◆ SUPPLIED DATA ◆
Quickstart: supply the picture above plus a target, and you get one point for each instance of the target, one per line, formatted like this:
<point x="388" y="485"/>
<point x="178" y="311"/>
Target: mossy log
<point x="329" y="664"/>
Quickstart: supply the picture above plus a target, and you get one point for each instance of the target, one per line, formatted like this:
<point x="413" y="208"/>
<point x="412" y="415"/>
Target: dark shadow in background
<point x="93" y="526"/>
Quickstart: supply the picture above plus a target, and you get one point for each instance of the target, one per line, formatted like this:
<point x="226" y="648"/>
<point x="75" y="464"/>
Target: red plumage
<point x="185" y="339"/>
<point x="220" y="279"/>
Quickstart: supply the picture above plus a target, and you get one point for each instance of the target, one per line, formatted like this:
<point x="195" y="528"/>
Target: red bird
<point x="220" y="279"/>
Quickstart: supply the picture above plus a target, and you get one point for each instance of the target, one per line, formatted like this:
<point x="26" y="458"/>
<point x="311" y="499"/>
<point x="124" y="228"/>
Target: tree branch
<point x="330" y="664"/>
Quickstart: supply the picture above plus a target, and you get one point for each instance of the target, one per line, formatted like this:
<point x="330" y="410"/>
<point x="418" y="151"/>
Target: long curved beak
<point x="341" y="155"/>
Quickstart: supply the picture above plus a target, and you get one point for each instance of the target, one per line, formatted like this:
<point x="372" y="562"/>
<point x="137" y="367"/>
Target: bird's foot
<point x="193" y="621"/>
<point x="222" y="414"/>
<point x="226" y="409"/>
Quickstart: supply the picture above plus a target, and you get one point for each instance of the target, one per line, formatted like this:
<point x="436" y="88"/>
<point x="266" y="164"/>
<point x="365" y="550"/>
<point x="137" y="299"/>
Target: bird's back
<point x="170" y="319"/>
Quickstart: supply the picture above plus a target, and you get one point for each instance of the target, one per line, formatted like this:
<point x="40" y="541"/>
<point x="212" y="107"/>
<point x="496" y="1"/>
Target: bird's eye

◆ ASSIGNED TASK ◆
Transcribe the data. Leave every line exactly as it is.

◆ TASK SOLUTION ◆
Quickstart: supply the picture above plus a target, and you get one point for each instance of the target, one per line, formatted like this:
<point x="388" y="485"/>
<point x="178" y="311"/>
Target: mossy log
<point x="329" y="664"/>
Quickstart: supply the picture above plus a target, and you get one point for each instance of the target, one per line, formatted like this:
<point x="413" y="208"/>
<point x="412" y="415"/>
Target: dark shadow in background
<point x="93" y="526"/>
Quickstart: supply the picture above plus a target, and you get one point for each instance of the target, one per line, formatted like this:
<point x="226" y="648"/>
<point x="75" y="464"/>
Target: red plumage
<point x="185" y="339"/>
<point x="220" y="279"/>
Quickstart: supply the picture above plus a target, and you get one point for each instance of the target, one per line, formatted like this:
<point x="195" y="528"/>
Target: red bird
<point x="220" y="279"/>
Quickstart: supply the picture above plus a target, and you get one point for each instance of the target, one per line, formatted like this:
<point x="26" y="458"/>
<point x="311" y="499"/>
<point x="124" y="228"/>
Target: tree branch
<point x="330" y="664"/>
Quickstart: supply the picture above plus a target, and you get one point for each instance of the target, one per line, formatted like this:
<point x="330" y="410"/>
<point x="418" y="151"/>
Target: long curved beak
<point x="341" y="155"/>
Quickstart: supply the picture above plus a target, and you get one point for each instance of the target, one per line, formatted like this:
<point x="372" y="562"/>
<point x="137" y="367"/>
Target: bird's foot
<point x="193" y="621"/>
<point x="222" y="414"/>
<point x="226" y="409"/>
Quickstart: supply the picture above plus a target, and you get one point for each instance of the target, one per line, formatted like this:
<point x="436" y="88"/>
<point x="266" y="164"/>
<point x="365" y="550"/>
<point x="137" y="299"/>
Target: bird's back
<point x="170" y="319"/>
Quickstart: supply the picture above plus a target, and you get one point for each instance of the target, one per line, formatted like this:
<point x="40" y="541"/>
<point x="212" y="107"/>
<point x="496" y="1"/>
Target: bird's eye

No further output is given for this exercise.